> [TASK STATEMENT] A verbatim copy of the whole listing is what is needed.

*** Opening of INFORMATION SHOWN ***

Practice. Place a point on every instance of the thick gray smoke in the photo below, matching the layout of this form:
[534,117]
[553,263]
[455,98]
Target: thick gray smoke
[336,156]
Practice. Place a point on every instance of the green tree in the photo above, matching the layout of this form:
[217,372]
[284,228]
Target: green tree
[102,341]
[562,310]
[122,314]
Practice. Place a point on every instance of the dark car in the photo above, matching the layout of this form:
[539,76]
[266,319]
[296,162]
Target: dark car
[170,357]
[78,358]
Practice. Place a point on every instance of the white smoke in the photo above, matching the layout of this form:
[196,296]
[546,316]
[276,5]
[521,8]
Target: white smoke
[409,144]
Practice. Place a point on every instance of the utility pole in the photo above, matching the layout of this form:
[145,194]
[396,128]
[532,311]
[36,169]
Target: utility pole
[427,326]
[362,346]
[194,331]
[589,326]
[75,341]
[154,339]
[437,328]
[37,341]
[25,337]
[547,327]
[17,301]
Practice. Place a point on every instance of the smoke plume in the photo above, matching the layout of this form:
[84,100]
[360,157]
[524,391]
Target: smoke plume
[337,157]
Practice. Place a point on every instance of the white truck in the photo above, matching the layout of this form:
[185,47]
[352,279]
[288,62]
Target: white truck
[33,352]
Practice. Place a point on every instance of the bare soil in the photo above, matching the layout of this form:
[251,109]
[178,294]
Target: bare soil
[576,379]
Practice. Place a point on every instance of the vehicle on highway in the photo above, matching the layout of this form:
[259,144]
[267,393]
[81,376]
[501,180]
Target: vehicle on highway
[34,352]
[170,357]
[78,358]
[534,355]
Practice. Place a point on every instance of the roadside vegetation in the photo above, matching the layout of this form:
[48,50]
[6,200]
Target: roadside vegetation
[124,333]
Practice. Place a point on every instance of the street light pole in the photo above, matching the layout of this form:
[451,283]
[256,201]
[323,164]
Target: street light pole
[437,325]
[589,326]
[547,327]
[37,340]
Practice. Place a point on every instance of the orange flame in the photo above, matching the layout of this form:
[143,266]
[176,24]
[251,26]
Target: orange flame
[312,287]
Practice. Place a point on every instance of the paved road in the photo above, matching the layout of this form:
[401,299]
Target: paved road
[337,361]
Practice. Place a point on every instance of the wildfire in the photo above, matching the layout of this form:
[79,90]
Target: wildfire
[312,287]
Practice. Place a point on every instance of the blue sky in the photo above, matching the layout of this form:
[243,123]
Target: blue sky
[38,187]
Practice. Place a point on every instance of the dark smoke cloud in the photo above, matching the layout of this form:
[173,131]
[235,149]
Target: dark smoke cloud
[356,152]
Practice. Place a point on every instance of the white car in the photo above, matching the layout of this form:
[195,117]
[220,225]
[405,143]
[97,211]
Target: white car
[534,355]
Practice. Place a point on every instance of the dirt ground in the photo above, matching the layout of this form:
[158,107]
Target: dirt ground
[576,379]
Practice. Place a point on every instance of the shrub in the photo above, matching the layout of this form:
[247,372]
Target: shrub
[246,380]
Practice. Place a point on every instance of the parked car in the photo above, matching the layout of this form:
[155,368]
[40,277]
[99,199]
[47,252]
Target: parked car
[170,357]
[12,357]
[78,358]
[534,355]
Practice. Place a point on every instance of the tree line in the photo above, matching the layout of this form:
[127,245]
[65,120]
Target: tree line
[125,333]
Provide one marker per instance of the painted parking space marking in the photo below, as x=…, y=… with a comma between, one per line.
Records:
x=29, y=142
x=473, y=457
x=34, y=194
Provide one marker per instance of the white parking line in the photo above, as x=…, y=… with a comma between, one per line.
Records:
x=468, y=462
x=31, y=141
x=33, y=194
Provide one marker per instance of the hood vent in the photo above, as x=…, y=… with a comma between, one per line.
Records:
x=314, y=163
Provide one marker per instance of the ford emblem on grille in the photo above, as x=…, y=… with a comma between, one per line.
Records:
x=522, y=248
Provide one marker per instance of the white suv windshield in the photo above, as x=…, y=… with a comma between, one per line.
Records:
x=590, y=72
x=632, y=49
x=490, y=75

*** Close of INFORMATION SHOWN ***

> [THE ANSWER]
Practice. Place a point on every instance of the thick gray smoke in the photo below, matching the layout of this form:
[534,117]
[553,263]
[455,98]
Target: thick gray smoke
[336,156]
Practice. Place a point on every instance of the green tree in the photo above, matching the layout of this form:
[217,372]
[284,228]
Target: green tree
[102,341]
[562,310]
[122,314]
Practice. Place a point on every instance of the dark car in the photo above, matching the layout of this form:
[539,76]
[266,319]
[296,162]
Target: dark car
[170,357]
[78,358]
Practice. Place a point on every instance of the white smoke in the photo above, matching the layout of this form:
[196,296]
[546,316]
[276,5]
[521,8]
Target: white smoke
[409,144]
Practice. Place a point on every instance of the utility pole in the photo above, matching the layout of this form:
[145,194]
[396,128]
[532,311]
[36,169]
Target: utility pole
[427,326]
[362,346]
[194,331]
[589,326]
[75,341]
[154,339]
[437,328]
[37,341]
[25,337]
[547,327]
[17,301]
Practice. Place a point on every instance of the smoke plume in the photo above, matching the layout of this form:
[84,100]
[360,157]
[524,391]
Target: smoke plume
[337,157]
Practice. Place a point on every instance of the white truck in the photo above, matching the layout of this form:
[185,47]
[352,279]
[288,62]
Target: white truck
[33,352]
Practice. Place a point on every instance of the bare soil in the photo above, matching the layout of this form:
[251,109]
[178,294]
Target: bare soil
[576,379]
Practice. Place a point on every instance of the vehicle on highway in the photo above, matching the layout of this form:
[259,144]
[267,393]
[81,376]
[501,180]
Target: vehicle on highway
[34,352]
[170,357]
[78,358]
[534,355]
Practice. Place a point on every instance of the roadside vegetation in the photo above, matching the layout of this form:
[48,50]
[6,200]
Target: roadside vegetation
[124,333]
Practice. Place a point on every instance of the street light pole in the photo above, matching the layout of this form:
[451,283]
[256,201]
[323,164]
Target: street light pole
[437,325]
[589,326]
[547,327]
[37,340]
Practice. Place a point on every instance of the orange flame in the photo above, matching the layout of this form:
[143,266]
[176,24]
[251,26]
Target: orange flame
[312,287]
Practice. Place a point on every instance of the paved road in the photo above, matching the layout of this form:
[401,299]
Target: paved road
[337,361]
Practice. Place a point on every instance of the wildfire in the photo above, matching the layout of this form:
[79,90]
Target: wildfire
[312,287]
Practice. Place a point on every instance of the blue sky in the photo above, matching the layout of this form:
[243,123]
Target: blue sky
[38,187]
Practice. Place a point on every instance of the dark smoke cloud in the photo above, matching the layout of this form:
[173,131]
[235,149]
Target: dark smoke cloud
[356,152]
Practice. Place a point on every instance of the white car in the photo above, matching the layout of this form:
[195,117]
[220,225]
[405,143]
[97,211]
Target: white car
[534,355]
Practice. Place a point on every instance of the dirt ground in the photo above, matching the layout of this form:
[158,107]
Target: dirt ground
[576,379]
Practice. Place a point on every instance of the shrub in the photo above, matching the layout of this form:
[247,372]
Target: shrub
[246,380]
Practice. Place a point on every instance of the parked car in the photo above, matching the layout of this form:
[155,368]
[40,277]
[99,199]
[47,252]
Target: parked car
[170,357]
[12,357]
[78,358]
[534,355]
Practice. Place a point on every instance of the tree line in the photo above, matching the layout of this form:
[127,245]
[65,120]
Target: tree line
[125,333]
Provide one marker per instance of the painted parking space marking in the photo below, as x=…, y=… with a comma between, one per line.
Records:
x=29, y=142
x=473, y=457
x=34, y=194
Provide one marker per instance of the white parking line in the photo above, as x=…, y=… with a comma between, one per line.
Records:
x=468, y=462
x=31, y=141
x=33, y=194
Provide one marker per instance of the hood vent in the photo above, as x=…, y=… with a comma between, one per line.
Records:
x=314, y=163
Provide one marker per instance of the ford emblem on grille in the photo above, as x=…, y=… with a comma between, one per line.
Records:
x=522, y=248
Provide one marker per instance of the white suv windshield in the photo above, as x=…, y=… with a comma between, one per line.
Records:
x=590, y=72
x=632, y=49
x=490, y=75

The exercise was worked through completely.